* [Task requirements] Locate every line below that contains the string "white", treating uppercase and lowercase as distinct, and copy each such line in full.
━━ Provided data ━━
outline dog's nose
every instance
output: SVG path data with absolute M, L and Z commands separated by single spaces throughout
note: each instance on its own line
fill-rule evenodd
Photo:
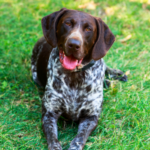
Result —
M 72 38 L 70 38 L 68 40 L 68 48 L 69 49 L 72 49 L 74 51 L 78 51 L 78 50 L 80 50 L 80 47 L 81 47 L 81 42 L 79 40 L 72 39 Z

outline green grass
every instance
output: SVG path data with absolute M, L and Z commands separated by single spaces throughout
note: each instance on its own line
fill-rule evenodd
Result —
M 41 99 L 31 79 L 30 58 L 42 36 L 41 18 L 62 7 L 101 17 L 116 36 L 106 63 L 128 74 L 104 90 L 103 111 L 85 150 L 150 150 L 150 2 L 94 0 L 0 0 L 0 148 L 46 150 Z M 92 6 L 92 4 L 90 4 Z M 126 39 L 126 37 L 129 39 Z M 77 124 L 58 122 L 64 150 Z

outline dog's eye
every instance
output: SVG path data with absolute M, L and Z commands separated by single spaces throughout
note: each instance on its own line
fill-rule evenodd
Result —
M 70 22 L 65 22 L 65 24 L 66 24 L 67 26 L 71 26 L 71 23 L 70 23 Z
M 85 28 L 86 32 L 90 32 L 92 29 L 90 27 Z

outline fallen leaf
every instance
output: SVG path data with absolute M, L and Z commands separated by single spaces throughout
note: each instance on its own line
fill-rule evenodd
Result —
M 131 39 L 131 37 L 132 37 L 132 35 L 129 34 L 127 37 L 125 37 L 124 39 L 121 39 L 121 40 L 119 40 L 119 41 L 122 42 L 122 43 L 124 43 L 124 42 L 126 42 L 127 40 Z

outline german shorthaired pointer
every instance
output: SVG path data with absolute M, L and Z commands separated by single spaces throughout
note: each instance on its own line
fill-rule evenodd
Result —
M 123 75 L 107 68 L 102 59 L 115 36 L 100 18 L 65 8 L 44 17 L 42 29 L 44 37 L 33 49 L 32 75 L 45 88 L 42 123 L 48 149 L 62 150 L 57 139 L 62 115 L 79 121 L 69 150 L 82 150 L 98 123 L 105 72 L 113 72 L 114 78 Z

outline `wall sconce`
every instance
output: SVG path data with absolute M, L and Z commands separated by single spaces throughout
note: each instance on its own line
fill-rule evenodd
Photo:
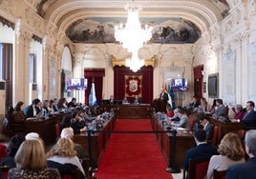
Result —
M 205 73 L 206 73 L 206 71 L 205 70 L 202 70 L 201 73 L 202 73 L 203 76 L 204 76 Z

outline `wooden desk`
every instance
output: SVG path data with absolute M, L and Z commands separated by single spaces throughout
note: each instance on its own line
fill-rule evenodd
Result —
M 105 151 L 107 144 L 110 140 L 111 133 L 104 131 L 113 131 L 116 124 L 116 118 L 107 121 L 103 126 L 103 132 L 95 133 L 91 136 L 91 162 L 92 166 L 96 168 L 98 162 Z M 74 142 L 80 144 L 89 156 L 89 146 L 87 133 L 75 134 Z
M 118 119 L 130 118 L 130 119 L 144 119 L 150 118 L 152 113 L 152 108 L 149 104 L 141 105 L 113 105 L 113 106 L 102 106 L 100 108 L 101 112 L 110 111 L 111 109 L 117 114 Z
M 152 127 L 155 131 L 162 131 L 163 129 L 159 121 L 155 118 L 152 119 Z M 160 147 L 161 152 L 166 160 L 168 166 L 172 166 L 172 146 L 173 135 L 171 133 L 156 133 L 157 141 Z M 194 137 L 189 132 L 178 132 L 176 136 L 176 166 L 180 169 L 183 168 L 185 153 L 191 148 L 196 146 Z
M 153 104 L 152 104 L 156 111 L 160 111 L 160 112 L 166 112 L 166 105 L 167 105 L 166 101 L 159 100 L 159 99 L 154 99 Z
M 239 129 L 243 129 L 242 123 L 232 123 L 232 122 L 224 122 L 220 121 L 214 118 L 209 118 L 210 123 L 214 124 L 215 126 L 220 127 L 220 138 L 219 142 L 222 140 L 222 138 L 224 136 L 224 134 L 228 132 L 234 132 L 237 133 Z
M 122 105 L 117 109 L 117 118 L 149 118 L 151 115 L 150 105 Z
M 57 123 L 56 117 L 51 117 L 45 120 L 25 121 L 25 135 L 29 132 L 37 132 L 43 139 L 46 146 L 55 143 L 55 129 Z

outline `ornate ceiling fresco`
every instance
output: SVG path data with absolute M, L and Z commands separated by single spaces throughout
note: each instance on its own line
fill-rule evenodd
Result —
M 115 26 L 125 24 L 124 5 L 132 0 L 27 0 L 38 14 L 73 42 L 114 43 Z M 151 43 L 194 43 L 222 21 L 233 0 L 135 0 L 143 10 L 141 25 L 153 27 Z
M 125 24 L 124 18 L 90 18 L 75 22 L 67 30 L 73 42 L 115 43 L 115 26 Z M 201 36 L 199 28 L 190 21 L 178 18 L 143 18 L 143 24 L 153 27 L 152 43 L 194 43 Z

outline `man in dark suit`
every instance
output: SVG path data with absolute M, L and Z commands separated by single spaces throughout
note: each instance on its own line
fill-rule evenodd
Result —
M 232 122 L 241 122 L 245 127 L 256 127 L 256 111 L 254 110 L 255 104 L 253 101 L 247 101 L 246 112 L 244 114 L 242 120 L 232 119 Z
M 34 117 L 40 112 L 40 103 L 39 99 L 32 100 L 32 104 L 24 108 L 23 112 L 25 113 L 26 117 Z
M 114 105 L 114 95 L 110 96 L 109 105 Z
M 138 95 L 135 95 L 134 105 L 139 105 L 140 103 L 141 99 Z
M 203 126 L 203 129 L 206 132 L 206 141 L 208 144 L 211 144 L 214 127 L 209 123 L 209 117 L 207 115 L 200 115 L 199 117 L 200 124 Z
M 193 96 L 192 101 L 189 103 L 188 106 L 189 109 L 199 108 L 199 103 L 196 96 Z
M 185 170 L 188 170 L 189 159 L 199 160 L 210 158 L 212 155 L 218 154 L 217 149 L 206 143 L 206 132 L 203 129 L 196 129 L 194 138 L 197 147 L 186 151 L 184 160 Z
M 255 179 L 256 178 L 256 129 L 250 129 L 245 134 L 245 151 L 249 158 L 244 164 L 236 164 L 227 169 L 226 179 Z
M 167 92 L 165 92 L 164 89 L 161 89 L 160 95 L 160 100 L 163 100 L 166 103 L 169 100 L 168 94 L 167 94 Z
M 215 110 L 213 117 L 218 119 L 220 116 L 227 117 L 226 107 L 224 106 L 224 101 L 222 99 L 216 99 L 216 106 L 218 109 Z
M 246 112 L 245 113 L 242 122 L 246 127 L 256 127 L 256 111 L 254 110 L 255 104 L 253 101 L 247 101 Z

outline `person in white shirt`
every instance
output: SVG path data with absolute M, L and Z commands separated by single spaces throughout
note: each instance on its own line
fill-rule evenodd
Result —
M 226 170 L 229 166 L 245 161 L 241 140 L 237 134 L 232 132 L 224 136 L 218 152 L 220 155 L 213 155 L 210 159 L 206 179 L 212 178 L 214 169 Z

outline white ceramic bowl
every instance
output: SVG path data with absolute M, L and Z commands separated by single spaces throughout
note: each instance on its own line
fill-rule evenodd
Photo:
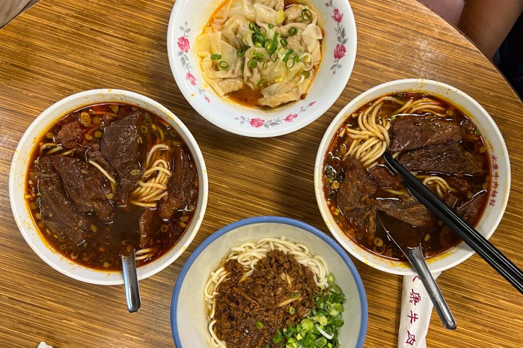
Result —
M 189 129 L 170 111 L 154 100 L 132 92 L 115 89 L 96 89 L 70 95 L 49 106 L 35 119 L 24 133 L 15 151 L 9 177 L 9 199 L 16 224 L 27 244 L 42 260 L 68 277 L 87 283 L 103 285 L 123 284 L 121 272 L 97 271 L 74 263 L 46 243 L 36 228 L 24 199 L 26 174 L 32 149 L 42 134 L 66 114 L 100 103 L 123 103 L 142 107 L 165 120 L 187 145 L 198 171 L 199 189 L 194 217 L 178 243 L 161 257 L 138 268 L 138 279 L 160 272 L 176 260 L 190 244 L 198 232 L 207 205 L 208 181 L 203 157 Z
M 259 137 L 294 131 L 328 110 L 345 88 L 356 59 L 356 22 L 349 2 L 303 0 L 317 10 L 319 24 L 325 31 L 323 60 L 306 97 L 274 110 L 242 106 L 220 98 L 202 76 L 194 49 L 196 37 L 223 2 L 178 0 L 173 8 L 167 30 L 169 63 L 178 88 L 191 105 L 221 128 Z
M 209 273 L 219 265 L 231 248 L 268 237 L 286 237 L 309 246 L 321 255 L 336 283 L 347 296 L 345 324 L 339 330 L 340 345 L 360 348 L 368 317 L 365 290 L 359 274 L 347 253 L 334 241 L 306 223 L 287 218 L 260 217 L 235 222 L 213 233 L 185 263 L 176 280 L 170 307 L 170 324 L 178 348 L 211 347 L 203 287 Z M 232 348 L 232 347 L 231 347 Z
M 490 155 L 493 180 L 489 188 L 489 202 L 476 229 L 485 237 L 490 238 L 497 227 L 505 212 L 510 188 L 510 166 L 505 141 L 495 123 L 483 107 L 468 95 L 448 85 L 429 80 L 411 79 L 388 82 L 376 86 L 355 98 L 333 120 L 322 139 L 314 166 L 314 189 L 316 200 L 323 220 L 338 242 L 355 257 L 367 265 L 381 271 L 396 274 L 415 274 L 405 262 L 389 260 L 378 257 L 358 246 L 347 236 L 334 221 L 327 208 L 322 184 L 323 165 L 327 149 L 336 132 L 347 115 L 361 106 L 382 95 L 412 91 L 426 92 L 447 100 L 459 107 L 470 118 L 481 132 Z M 494 161 L 494 160 L 495 160 Z M 496 187 L 493 187 L 496 185 Z M 494 194 L 495 191 L 495 194 Z M 427 260 L 431 272 L 441 272 L 452 267 L 470 257 L 474 251 L 464 242 L 437 257 Z

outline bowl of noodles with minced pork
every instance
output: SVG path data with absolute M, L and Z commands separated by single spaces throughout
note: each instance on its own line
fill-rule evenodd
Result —
M 343 249 L 314 227 L 274 217 L 235 222 L 204 241 L 171 304 L 180 347 L 361 347 L 367 316 Z

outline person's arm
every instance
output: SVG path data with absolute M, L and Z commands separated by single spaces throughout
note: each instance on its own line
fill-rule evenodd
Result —
M 491 58 L 522 12 L 523 0 L 467 0 L 458 27 Z

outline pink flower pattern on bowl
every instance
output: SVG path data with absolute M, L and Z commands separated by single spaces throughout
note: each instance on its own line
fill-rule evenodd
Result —
M 348 39 L 347 38 L 347 31 L 345 28 L 342 25 L 342 21 L 343 20 L 343 14 L 340 12 L 339 9 L 337 8 L 333 4 L 333 0 L 328 0 L 325 3 L 325 6 L 327 7 L 332 7 L 333 16 L 332 19 L 336 23 L 336 39 L 338 41 L 338 44 L 336 45 L 334 50 L 334 64 L 331 67 L 331 70 L 333 70 L 333 74 L 336 74 L 336 70 L 342 67 L 342 65 L 339 64 L 339 61 L 345 56 L 347 53 L 347 48 L 345 45 L 347 44 Z
M 187 27 L 188 23 L 185 22 L 184 27 L 180 27 L 179 29 L 184 33 L 183 36 L 178 38 L 178 48 L 179 51 L 178 52 L 178 56 L 180 58 L 180 62 L 181 66 L 187 70 L 187 75 L 185 75 L 185 79 L 194 86 L 195 86 L 198 90 L 198 93 L 201 94 L 203 99 L 208 103 L 211 102 L 211 100 L 205 93 L 205 90 L 200 88 L 198 86 L 198 80 L 192 74 L 192 66 L 191 65 L 190 61 L 187 53 L 191 48 L 190 43 L 189 42 L 189 33 L 191 31 L 191 29 Z
M 240 121 L 240 124 L 247 124 L 251 126 L 252 128 L 260 128 L 262 126 L 266 128 L 270 128 L 271 127 L 274 127 L 275 126 L 278 126 L 278 125 L 281 124 L 283 122 L 292 122 L 294 121 L 294 118 L 298 117 L 298 114 L 303 112 L 306 111 L 308 109 L 312 106 L 312 105 L 316 104 L 315 101 L 311 102 L 309 105 L 305 106 L 302 106 L 300 107 L 299 111 L 298 113 L 292 113 L 291 112 L 288 115 L 287 115 L 285 117 L 279 117 L 276 118 L 272 118 L 271 119 L 264 119 L 263 118 L 248 118 L 247 117 L 241 116 L 239 117 L 234 117 L 235 119 L 237 119 Z

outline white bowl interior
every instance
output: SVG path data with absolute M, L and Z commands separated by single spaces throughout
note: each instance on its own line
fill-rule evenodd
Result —
M 360 94 L 342 110 L 333 120 L 320 145 L 314 167 L 314 187 L 316 198 L 323 219 L 329 230 L 347 251 L 362 262 L 375 268 L 397 274 L 414 274 L 406 262 L 389 260 L 363 249 L 355 243 L 339 228 L 333 218 L 325 199 L 322 184 L 323 164 L 326 150 L 335 134 L 347 115 L 361 105 L 377 98 L 396 92 L 407 91 L 426 92 L 439 97 L 459 107 L 471 118 L 481 131 L 491 156 L 491 175 L 495 177 L 489 188 L 489 202 L 476 229 L 489 238 L 497 227 L 508 200 L 510 187 L 510 169 L 508 153 L 503 136 L 495 123 L 484 109 L 470 97 L 447 85 L 416 79 L 393 81 L 376 86 Z M 493 157 L 493 156 L 494 157 Z M 493 193 L 496 193 L 493 196 Z M 463 262 L 473 254 L 464 242 L 461 242 L 448 251 L 427 260 L 431 272 L 441 272 Z
M 299 242 L 310 247 L 312 254 L 321 255 L 325 258 L 337 284 L 347 296 L 344 305 L 345 325 L 339 330 L 340 345 L 344 348 L 356 347 L 361 326 L 366 326 L 366 308 L 362 308 L 356 280 L 344 259 L 328 243 L 310 232 L 286 223 L 267 222 L 244 225 L 220 236 L 205 246 L 188 266 L 183 278 L 178 280 L 182 283 L 177 305 L 174 309 L 175 312 L 172 312 L 172 315 L 175 313 L 176 327 L 173 330 L 175 336 L 177 334 L 181 343 L 180 348 L 211 346 L 208 343 L 210 336 L 207 330 L 209 324 L 203 293 L 210 272 L 219 265 L 232 247 L 267 237 L 286 237 L 289 240 Z M 203 244 L 206 244 L 204 242 Z M 362 295 L 365 296 L 364 293 Z M 363 314 L 365 322 L 362 322 L 361 319 L 362 311 L 366 312 Z M 171 320 L 173 320 L 172 317 Z
M 202 116 L 224 129 L 252 137 L 273 137 L 286 134 L 304 127 L 323 115 L 343 91 L 352 71 L 356 54 L 356 30 L 348 2 L 335 2 L 343 19 L 338 23 L 332 18 L 334 7 L 326 6 L 324 0 L 299 2 L 310 5 L 319 14 L 319 24 L 325 32 L 322 43 L 323 59 L 306 98 L 272 110 L 243 106 L 219 97 L 205 82 L 196 53 L 196 38 L 223 0 L 190 1 L 179 0 L 174 5 L 167 30 L 167 50 L 173 74 L 180 90 L 191 105 Z M 336 61 L 333 52 L 339 43 L 336 30 L 344 29 L 347 41 L 345 56 Z M 190 29 L 187 32 L 187 29 Z M 190 49 L 185 53 L 178 47 L 181 38 L 188 40 Z M 182 61 L 183 58 L 183 61 Z M 187 62 L 188 62 L 188 64 Z M 336 63 L 336 68 L 331 69 Z M 195 78 L 194 84 L 187 78 Z M 329 88 L 325 88 L 325 86 Z M 296 114 L 285 121 L 289 115 Z M 263 124 L 251 123 L 253 119 Z
M 176 260 L 190 244 L 203 218 L 207 203 L 208 183 L 203 157 L 196 141 L 178 117 L 160 104 L 147 97 L 127 91 L 99 89 L 73 94 L 53 104 L 33 122 L 18 143 L 9 173 L 9 198 L 17 225 L 26 241 L 42 260 L 61 273 L 78 280 L 105 285 L 123 283 L 121 272 L 98 271 L 75 263 L 55 251 L 40 235 L 24 199 L 26 174 L 32 149 L 42 134 L 68 113 L 94 104 L 123 103 L 142 107 L 157 115 L 172 126 L 183 138 L 194 159 L 199 188 L 194 217 L 178 243 L 161 257 L 138 268 L 143 279 L 159 272 Z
━━━
* [Exercise result]
outline `person in white shirt`
outline white ceramic bowl
outline white bowl interior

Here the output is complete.